TEXTO DE ORIGEM:
/---

A tenólise — liberação do tendão das aderências — permite que o tendão deslize novamente dentro do seu canal, restaurando o movimento. É um procedimento delicado, realizado frequentemente sob anestesia local para que o paciente possa mover o dedo durante a cirurgia e o cirurgião possa confirmar que o deslizamento foi completamente restaurado.

A revisão do reparo nervoso — com novo enxerto ou com transferência nervosa — pode ser indicada quando o reparo anterior não resultou em reinervação adequada e o potencial de recuperação ainda existe.

A transferência tendínea é uma opção quando os músculos que movem um determinado segmento da mão foram desnervados definitivamente. O Dr. João Pedro Brunelli redireciona um tendão de um músculo com função preservada para substituir a função perdida — permitindo, por exemplo, que o paciente recupere a extensão dos dedos após uma lesão do nervo radial.

\---

REGISTROS LISTADOS:
/---

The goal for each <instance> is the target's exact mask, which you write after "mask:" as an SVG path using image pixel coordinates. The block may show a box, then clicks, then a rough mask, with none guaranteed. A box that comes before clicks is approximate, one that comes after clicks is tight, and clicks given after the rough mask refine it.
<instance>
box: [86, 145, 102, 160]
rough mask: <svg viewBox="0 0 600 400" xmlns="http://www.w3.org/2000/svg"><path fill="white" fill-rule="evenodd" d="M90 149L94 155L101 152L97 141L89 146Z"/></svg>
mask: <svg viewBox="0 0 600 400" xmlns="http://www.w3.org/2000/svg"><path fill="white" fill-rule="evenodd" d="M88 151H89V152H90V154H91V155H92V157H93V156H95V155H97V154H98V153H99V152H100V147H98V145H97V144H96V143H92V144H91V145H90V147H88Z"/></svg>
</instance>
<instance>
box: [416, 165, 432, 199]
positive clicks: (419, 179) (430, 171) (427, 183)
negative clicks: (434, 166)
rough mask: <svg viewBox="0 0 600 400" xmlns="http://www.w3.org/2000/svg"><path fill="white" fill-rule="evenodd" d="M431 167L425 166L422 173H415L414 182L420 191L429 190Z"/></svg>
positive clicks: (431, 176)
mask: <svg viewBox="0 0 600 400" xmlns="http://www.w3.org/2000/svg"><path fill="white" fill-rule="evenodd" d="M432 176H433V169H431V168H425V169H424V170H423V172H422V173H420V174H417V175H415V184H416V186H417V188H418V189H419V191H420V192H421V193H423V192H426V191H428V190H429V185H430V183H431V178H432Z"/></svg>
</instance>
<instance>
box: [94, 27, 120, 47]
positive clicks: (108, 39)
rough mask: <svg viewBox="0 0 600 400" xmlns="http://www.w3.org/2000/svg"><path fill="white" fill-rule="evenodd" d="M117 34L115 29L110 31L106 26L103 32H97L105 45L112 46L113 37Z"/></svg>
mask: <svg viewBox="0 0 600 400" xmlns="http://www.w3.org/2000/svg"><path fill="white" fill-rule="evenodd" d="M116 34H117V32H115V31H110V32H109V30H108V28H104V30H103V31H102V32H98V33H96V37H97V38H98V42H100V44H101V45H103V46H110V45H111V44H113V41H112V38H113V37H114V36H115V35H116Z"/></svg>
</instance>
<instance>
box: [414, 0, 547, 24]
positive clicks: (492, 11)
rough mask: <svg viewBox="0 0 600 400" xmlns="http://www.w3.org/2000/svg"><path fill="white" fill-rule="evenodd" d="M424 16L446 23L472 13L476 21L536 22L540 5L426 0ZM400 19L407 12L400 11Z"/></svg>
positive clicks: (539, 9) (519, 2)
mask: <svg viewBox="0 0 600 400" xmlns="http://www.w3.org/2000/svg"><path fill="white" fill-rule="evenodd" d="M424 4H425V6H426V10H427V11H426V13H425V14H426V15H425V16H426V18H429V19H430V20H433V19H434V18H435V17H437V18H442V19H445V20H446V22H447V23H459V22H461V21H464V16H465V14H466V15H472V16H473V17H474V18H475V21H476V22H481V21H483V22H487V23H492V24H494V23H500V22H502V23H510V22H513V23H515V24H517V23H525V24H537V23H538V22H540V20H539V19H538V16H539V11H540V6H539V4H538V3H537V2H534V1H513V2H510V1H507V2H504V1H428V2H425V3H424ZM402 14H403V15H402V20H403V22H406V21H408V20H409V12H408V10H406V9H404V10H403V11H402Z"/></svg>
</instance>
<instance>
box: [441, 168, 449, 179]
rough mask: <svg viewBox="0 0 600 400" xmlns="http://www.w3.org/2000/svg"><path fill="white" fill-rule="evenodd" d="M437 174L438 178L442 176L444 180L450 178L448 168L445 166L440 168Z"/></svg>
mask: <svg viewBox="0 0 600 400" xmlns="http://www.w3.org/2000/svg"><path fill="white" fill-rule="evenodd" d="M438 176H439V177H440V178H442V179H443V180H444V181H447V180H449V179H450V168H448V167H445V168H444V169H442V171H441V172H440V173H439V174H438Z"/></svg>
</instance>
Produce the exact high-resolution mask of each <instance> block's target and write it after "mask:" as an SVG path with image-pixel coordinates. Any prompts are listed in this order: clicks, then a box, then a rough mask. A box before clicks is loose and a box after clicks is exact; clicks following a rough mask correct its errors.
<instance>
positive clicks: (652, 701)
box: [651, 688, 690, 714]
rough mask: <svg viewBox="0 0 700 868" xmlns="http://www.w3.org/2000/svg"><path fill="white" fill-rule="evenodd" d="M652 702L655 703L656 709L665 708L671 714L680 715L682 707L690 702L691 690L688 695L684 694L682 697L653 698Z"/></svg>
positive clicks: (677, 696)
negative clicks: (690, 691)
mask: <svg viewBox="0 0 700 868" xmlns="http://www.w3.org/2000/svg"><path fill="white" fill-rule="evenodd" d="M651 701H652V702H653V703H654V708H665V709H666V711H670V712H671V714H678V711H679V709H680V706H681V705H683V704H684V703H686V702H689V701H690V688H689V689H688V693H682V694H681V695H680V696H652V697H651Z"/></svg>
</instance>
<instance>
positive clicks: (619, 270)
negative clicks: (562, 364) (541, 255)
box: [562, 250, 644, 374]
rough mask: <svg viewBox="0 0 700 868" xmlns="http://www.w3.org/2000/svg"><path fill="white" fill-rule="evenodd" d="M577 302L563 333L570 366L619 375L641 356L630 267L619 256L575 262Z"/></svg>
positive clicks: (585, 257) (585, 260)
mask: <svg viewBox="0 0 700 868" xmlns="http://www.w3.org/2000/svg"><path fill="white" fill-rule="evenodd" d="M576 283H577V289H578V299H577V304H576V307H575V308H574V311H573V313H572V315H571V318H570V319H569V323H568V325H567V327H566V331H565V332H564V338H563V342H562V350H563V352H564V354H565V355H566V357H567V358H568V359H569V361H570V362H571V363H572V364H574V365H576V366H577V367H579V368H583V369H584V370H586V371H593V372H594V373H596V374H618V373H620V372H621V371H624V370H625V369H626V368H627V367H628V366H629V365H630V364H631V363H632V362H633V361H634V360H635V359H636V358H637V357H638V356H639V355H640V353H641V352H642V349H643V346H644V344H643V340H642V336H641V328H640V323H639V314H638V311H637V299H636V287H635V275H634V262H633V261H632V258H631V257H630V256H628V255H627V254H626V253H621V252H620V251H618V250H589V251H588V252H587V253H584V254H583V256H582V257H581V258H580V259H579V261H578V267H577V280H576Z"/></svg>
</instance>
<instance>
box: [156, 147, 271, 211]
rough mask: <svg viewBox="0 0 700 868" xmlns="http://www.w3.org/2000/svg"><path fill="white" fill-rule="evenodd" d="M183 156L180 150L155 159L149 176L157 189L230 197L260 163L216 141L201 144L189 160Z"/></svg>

\---

REQUISITOS DA TAREFA:
Indique se cada afirmação a seguir está de acordo com o texto de origem. Responda sim ou não e cite literalmente as palavras do texto que decidem cada caso.
(a) A tenólise costuma ser realizada sob anestesia geral.
(b) A revisão do reparo nervoso pode ser indicada quando o reparo anterior não levou a uma reinervação adequada.
(c) Na transferência tendínea, utiliza-se o tendão de um músculo que perdeu sua função.

RESPOSTA DO EXERCÍCIO:
(a) Não: "realizado frequentemente sob anestesia local".
(b) Sim: "pode ser indicada quando o reparo anterior não resultou em reinervação adequada".
(c) Não: "redireciona um tendão de um músculo com função preservada".